**What the exercise asks**
Without changing anything, copy out each entry.
BEGIN
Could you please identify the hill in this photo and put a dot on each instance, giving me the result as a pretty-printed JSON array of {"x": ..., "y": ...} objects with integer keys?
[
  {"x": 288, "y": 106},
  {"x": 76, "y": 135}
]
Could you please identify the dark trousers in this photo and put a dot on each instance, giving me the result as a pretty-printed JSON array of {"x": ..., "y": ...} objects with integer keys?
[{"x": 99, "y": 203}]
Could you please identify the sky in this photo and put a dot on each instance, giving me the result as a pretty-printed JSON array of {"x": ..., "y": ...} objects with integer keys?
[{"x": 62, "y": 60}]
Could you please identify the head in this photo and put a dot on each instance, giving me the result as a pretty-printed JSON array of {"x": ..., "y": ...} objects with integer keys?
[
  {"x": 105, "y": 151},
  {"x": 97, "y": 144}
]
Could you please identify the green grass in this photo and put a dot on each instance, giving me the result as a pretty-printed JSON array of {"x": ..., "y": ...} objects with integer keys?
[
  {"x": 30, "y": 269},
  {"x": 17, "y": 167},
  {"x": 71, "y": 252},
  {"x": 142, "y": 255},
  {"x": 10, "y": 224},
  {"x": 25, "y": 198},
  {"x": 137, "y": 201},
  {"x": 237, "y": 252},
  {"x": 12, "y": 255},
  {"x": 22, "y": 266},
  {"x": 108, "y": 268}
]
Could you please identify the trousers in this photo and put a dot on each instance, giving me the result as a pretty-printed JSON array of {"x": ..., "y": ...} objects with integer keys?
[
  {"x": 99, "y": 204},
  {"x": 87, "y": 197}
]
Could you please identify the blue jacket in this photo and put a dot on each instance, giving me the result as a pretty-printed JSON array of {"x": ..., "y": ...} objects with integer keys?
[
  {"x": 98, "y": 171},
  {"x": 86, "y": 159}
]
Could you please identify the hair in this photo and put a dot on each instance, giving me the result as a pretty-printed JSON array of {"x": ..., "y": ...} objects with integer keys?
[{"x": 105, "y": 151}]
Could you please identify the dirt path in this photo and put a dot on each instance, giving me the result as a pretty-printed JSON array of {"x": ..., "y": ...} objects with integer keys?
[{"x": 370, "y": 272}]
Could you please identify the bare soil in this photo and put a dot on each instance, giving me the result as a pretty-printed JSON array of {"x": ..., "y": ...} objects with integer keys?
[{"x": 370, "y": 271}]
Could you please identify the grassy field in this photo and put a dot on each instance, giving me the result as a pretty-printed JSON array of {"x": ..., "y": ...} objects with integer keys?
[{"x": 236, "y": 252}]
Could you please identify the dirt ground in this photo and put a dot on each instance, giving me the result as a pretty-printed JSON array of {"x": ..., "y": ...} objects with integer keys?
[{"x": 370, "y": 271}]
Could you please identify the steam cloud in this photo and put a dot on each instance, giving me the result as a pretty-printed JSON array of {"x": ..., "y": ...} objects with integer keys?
END
**Response area**
Could you please identify the hill in this photo and put a dot on each instance, giving me the result as a pretty-printed JSON array of {"x": ..., "y": ...} objects with integer keys?
[
  {"x": 288, "y": 106},
  {"x": 76, "y": 135}
]
Could you please identify the dark trousers in this photo and put a dot on each instance, giving me the result as a pretty-printed JSON array of {"x": ..., "y": ...} objects with integer keys?
[{"x": 99, "y": 203}]
Could you please identify the sky in this photo and put a dot on each instance, giving me the result as a pretty-printed JSON array of {"x": ..., "y": ...} objects with integer keys?
[{"x": 62, "y": 60}]
Could you please identify the head in this photo and put a dot on each instance, giving me the result as a pretty-printed JSON array of {"x": ..., "y": ...} objects with integer keys?
[
  {"x": 105, "y": 151},
  {"x": 97, "y": 144}
]
Could you please identify the green grass in this photo and put a dot on each instance, giving me the result as a pretty-printed JSON array of {"x": ..., "y": ...} objects with integer keys?
[
  {"x": 30, "y": 269},
  {"x": 17, "y": 167},
  {"x": 71, "y": 252},
  {"x": 142, "y": 255},
  {"x": 10, "y": 224},
  {"x": 25, "y": 198},
  {"x": 137, "y": 201},
  {"x": 237, "y": 252},
  {"x": 12, "y": 255},
  {"x": 22, "y": 266},
  {"x": 108, "y": 268}
]
Could you please identify the trousers in this photo and put a dot on each instance, giving me the result as a pretty-printed JSON array of {"x": ..., "y": ...} objects with integer keys?
[
  {"x": 99, "y": 204},
  {"x": 87, "y": 197}
]
Could you please identify the blue jacket in this photo and put a dot on each instance, giving me the result as a pretty-printed JSON array of {"x": ..., "y": ...} objects with integer keys?
[
  {"x": 98, "y": 171},
  {"x": 86, "y": 159}
]
Could you please identify the hair in this photo and put a dot on each instance, giving me the result as a pretty-printed JSON array of {"x": ..., "y": ...} objects with integer keys?
[{"x": 105, "y": 151}]
Could you please identify the dirt path in this photo and put a dot on each instance, giving me the result as a pretty-printed JSON array of {"x": ..., "y": ...} objects with integer keys?
[{"x": 370, "y": 272}]
Could you please identify the bare soil in this photo and put a dot on each instance, giving me the result as a pretty-printed JSON array of {"x": ..., "y": ...} objects with integer keys?
[{"x": 370, "y": 271}]
Could you please identify the grassy field in this photo and put a dot on each instance, giving me the result as a pretty-printed JSON array of {"x": ..., "y": ...} objects with integer keys?
[{"x": 236, "y": 252}]
Could you please identify the dirt ground in this photo and put a dot on each instance, giving me the result as a pretty-printed JSON array of {"x": ..., "y": ...} objects with integer keys?
[{"x": 370, "y": 271}]
Could you please identify the steam cloud in this photo and put a dot on each instance, giving me the result as a pretty-printed JSON array of {"x": ..., "y": ...} objects with integer keys?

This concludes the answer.